(Source text Opens)

Khadija Abdalla Bajaber, a Mombasa based Kenyan writer, has been selected as the first winner of the Graywolf Press Africa Prize. The award is for a first novel manuscript by an African author primarily residing in Africa. According to Graywolf Press, Bajaber’s manuscript, titled The House of Rust, is “the story of a young Mombasa-born girl who goes to the sea to search for her fisherman father, accompanied by a scholar’s cat.” Her ambitious manuscript, Graywolf adds, “Blends the folk stories of post-independence Mombasa with a coming of age tale, as her protagonist faces the monsters ahead and the demons of her past.”
Reached by phone in Mombasa, 27 year-old Bajaber is timid about her big win.
“It’s very intimidating and overwhelming. I’m grateful and nervous. There are a lot of great writers in Mombasa, in Kenya, and across the continent. There are so many people who are great storytellers but don’t have access to this opportunity. I believed in my work, but I also wish other people had the same opportunity.”
In a heartfelt interview with Mshale, Bajaber shares the inspiration behind her manuscript, how Ngugi wa Thiongo’s words continue to guide her work and the ride she hopes to take readers on once her debut novel is published in 2020.
How did you find out about the Prize?
I found out about it online. I had a story in mind and I told myself I had to finish it. There was a deadline and I needed to submit this story. I didn’t expect to win, but I hoped whoever won was a Kenyan. I feel honored that someone read my work and felt an emotional connection to it.
Your manuscript is about a girl who sets out to find her fisherman father along with a cat, how did this story come about?
The work I submitted for the competition came out of a sense of being tired of writing things and not completing them. We get a lot of power cuts here [in Mombasa]. I remember we didn’t have power [electricity] for two days. It was at night and there was not even a breeze blowing. I had told myself I was going to work on a story based in Mombasa with fairytale undertones and as I was sitting with my mother and my sister in the living room, my mother said, “tell me a story.” And so I started this story, not knowing how it was going to end. But that night, I ended it. This is how House of Rust came to be.
Can you talk more about the influence that Mombasa has on your writing and this novel?
I am a Kenyan from Mombasa. The way people [from Nairobi] view people from Mombasa is that they are backward. That all we can offer is food and hospitality, but there is a lot more we can offer. In my writing, I stuck with what I knew and my experience of Mombasa; a more layered coastal town but still playing into some of the stereotypes. My writing is from the inside, and if someone else from the outside enjoys the writing, that is great. I am writing for the people I care about.

(Source text Closes)

# [What you are asked to do]
In the article on Bajaber's prize, swap "heartfelt" for "candid" and write out everything from "In a heartfelt" down to "about the Prize?". The listing has no part in this work.

(Provided material Opens)

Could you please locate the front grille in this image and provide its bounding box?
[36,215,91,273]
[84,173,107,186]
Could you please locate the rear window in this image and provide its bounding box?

(Provided material Closes)

# [Expected output]
In a candid interview with Mshale, Bajaber shares the inspiration behind her manuscript, how Ngugi wa Thiongo’s words continue to guide her work and the ride she hopes to take readers on once her debut novel is published in 2020.
How did you find out about the Prize?